### WHAT TO PRODUCE:
Pick out every line in the items below that contains the string "window" and copy each such line. Matching is case-sensitive.

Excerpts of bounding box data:
-=-=-=-=-
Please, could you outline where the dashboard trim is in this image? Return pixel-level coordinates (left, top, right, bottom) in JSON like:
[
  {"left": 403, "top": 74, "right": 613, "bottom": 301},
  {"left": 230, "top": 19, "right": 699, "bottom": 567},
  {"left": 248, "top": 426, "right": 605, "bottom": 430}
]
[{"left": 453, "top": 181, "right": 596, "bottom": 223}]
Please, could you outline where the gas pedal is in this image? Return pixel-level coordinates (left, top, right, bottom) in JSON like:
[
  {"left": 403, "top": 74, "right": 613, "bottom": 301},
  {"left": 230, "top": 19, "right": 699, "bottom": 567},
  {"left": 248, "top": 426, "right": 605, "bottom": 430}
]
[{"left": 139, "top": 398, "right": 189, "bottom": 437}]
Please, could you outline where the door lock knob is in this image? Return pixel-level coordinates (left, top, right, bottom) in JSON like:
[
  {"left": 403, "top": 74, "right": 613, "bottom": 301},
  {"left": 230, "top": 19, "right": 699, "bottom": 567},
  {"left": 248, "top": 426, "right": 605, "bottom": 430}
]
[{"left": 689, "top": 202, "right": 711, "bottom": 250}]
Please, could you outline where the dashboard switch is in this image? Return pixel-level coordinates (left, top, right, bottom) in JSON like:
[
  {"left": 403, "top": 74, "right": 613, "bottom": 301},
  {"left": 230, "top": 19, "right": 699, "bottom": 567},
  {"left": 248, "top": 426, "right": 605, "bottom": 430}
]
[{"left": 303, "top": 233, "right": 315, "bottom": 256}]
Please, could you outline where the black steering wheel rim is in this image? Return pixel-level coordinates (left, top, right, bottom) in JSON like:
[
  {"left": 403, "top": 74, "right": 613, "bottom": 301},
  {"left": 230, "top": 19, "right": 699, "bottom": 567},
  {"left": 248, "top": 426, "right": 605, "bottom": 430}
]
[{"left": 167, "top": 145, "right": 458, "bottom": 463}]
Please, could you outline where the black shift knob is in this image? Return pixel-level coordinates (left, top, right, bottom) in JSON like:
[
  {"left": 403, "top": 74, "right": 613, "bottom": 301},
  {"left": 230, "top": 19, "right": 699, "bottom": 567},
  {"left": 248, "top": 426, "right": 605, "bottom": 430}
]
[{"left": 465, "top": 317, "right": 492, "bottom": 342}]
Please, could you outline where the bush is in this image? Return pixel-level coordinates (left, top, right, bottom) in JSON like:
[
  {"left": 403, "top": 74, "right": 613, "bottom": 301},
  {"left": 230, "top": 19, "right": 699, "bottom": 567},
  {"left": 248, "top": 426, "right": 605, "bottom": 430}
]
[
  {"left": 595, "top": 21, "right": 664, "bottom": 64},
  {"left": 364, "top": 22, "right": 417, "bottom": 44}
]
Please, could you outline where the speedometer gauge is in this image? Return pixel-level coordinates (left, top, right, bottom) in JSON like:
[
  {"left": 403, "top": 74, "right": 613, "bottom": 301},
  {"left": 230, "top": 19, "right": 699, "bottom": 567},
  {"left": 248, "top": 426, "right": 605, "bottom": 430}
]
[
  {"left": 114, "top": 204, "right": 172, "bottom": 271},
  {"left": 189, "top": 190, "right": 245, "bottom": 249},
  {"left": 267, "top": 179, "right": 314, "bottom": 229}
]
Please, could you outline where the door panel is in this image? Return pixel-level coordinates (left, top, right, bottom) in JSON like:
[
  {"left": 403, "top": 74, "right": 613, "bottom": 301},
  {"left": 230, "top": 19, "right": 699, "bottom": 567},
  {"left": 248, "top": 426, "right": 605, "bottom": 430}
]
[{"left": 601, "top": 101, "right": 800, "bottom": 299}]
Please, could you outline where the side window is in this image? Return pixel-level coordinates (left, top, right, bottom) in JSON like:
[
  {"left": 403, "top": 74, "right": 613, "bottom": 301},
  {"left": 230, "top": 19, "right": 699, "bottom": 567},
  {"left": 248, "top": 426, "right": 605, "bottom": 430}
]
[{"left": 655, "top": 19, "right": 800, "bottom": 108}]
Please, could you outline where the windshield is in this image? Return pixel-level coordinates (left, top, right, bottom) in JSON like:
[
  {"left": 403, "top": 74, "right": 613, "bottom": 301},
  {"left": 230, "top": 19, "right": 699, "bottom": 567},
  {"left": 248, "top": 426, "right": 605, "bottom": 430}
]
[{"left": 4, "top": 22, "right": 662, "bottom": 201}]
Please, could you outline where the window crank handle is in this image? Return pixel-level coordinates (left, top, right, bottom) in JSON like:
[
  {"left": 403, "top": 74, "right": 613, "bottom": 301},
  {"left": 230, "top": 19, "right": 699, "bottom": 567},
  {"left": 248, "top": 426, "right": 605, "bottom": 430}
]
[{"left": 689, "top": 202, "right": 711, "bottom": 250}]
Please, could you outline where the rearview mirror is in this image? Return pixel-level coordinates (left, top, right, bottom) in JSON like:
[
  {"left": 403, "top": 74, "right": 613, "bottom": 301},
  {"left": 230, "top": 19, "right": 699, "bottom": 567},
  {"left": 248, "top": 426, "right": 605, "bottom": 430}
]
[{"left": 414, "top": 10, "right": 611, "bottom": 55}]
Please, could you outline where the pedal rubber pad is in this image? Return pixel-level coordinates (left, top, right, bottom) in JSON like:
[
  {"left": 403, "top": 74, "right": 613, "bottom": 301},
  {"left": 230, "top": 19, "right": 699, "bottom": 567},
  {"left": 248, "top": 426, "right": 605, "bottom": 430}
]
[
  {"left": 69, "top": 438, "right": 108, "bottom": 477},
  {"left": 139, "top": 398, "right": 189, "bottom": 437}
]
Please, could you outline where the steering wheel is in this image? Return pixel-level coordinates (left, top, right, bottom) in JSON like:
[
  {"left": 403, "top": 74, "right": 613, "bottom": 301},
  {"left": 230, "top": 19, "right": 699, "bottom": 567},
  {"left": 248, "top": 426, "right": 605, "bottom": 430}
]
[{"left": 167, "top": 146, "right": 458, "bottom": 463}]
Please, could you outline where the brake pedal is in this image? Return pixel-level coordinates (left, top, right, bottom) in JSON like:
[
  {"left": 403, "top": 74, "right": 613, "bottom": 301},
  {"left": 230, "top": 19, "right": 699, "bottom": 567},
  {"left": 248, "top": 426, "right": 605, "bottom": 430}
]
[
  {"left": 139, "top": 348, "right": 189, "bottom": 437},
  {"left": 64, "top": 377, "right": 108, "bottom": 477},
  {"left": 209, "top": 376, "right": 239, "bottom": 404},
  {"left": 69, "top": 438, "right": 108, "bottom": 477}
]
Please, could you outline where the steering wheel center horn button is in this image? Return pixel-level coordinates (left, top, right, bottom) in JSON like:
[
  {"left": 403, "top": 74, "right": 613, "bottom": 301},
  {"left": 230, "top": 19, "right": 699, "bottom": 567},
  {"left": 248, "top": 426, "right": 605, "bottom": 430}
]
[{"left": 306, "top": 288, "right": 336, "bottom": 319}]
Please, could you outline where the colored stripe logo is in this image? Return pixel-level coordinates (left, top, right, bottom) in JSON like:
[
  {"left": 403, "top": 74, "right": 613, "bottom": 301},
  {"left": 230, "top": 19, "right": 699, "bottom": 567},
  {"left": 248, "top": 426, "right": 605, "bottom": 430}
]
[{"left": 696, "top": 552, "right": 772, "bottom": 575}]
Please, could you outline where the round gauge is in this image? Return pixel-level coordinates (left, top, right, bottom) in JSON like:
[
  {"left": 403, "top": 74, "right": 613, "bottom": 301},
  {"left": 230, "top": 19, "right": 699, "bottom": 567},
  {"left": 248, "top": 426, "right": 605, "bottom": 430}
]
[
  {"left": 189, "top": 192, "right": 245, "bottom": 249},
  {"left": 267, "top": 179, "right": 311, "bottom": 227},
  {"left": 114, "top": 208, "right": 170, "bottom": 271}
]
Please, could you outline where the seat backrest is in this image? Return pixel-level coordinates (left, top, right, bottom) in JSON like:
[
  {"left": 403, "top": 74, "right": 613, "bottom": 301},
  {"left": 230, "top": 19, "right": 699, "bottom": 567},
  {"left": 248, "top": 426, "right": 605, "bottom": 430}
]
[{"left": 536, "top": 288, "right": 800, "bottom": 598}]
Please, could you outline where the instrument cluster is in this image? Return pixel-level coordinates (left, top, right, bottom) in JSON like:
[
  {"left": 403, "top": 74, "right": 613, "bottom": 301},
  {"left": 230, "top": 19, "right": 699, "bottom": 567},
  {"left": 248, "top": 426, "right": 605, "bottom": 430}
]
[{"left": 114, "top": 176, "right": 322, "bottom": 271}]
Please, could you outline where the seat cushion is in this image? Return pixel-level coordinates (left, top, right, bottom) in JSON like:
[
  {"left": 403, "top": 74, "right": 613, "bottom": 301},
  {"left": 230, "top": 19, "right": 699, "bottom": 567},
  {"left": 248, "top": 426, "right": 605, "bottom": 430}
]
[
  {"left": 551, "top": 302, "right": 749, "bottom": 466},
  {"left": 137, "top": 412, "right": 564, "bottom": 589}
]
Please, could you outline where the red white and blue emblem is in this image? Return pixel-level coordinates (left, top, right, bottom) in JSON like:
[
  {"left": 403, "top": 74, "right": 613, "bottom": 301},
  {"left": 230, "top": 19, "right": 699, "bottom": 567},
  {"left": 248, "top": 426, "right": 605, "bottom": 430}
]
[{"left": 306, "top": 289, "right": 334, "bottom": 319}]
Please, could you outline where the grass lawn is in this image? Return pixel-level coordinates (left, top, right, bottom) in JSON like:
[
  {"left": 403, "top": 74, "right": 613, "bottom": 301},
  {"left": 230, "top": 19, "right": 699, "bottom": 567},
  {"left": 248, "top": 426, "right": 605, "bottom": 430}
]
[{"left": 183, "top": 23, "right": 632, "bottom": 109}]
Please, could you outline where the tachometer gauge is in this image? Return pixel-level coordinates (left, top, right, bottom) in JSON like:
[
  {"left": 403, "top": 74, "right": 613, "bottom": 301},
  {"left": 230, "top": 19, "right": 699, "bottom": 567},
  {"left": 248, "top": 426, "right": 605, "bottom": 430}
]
-=-=-=-=-
### TASK OUTPUT:
Please, could you outline where the side window is in this image? Return pixel-level coordinates (left, top, right, bottom) in JSON like:
Please, could you outline where the window crank handle is in this image? Return pixel-level coordinates (left, top, right, bottom) in JSON like:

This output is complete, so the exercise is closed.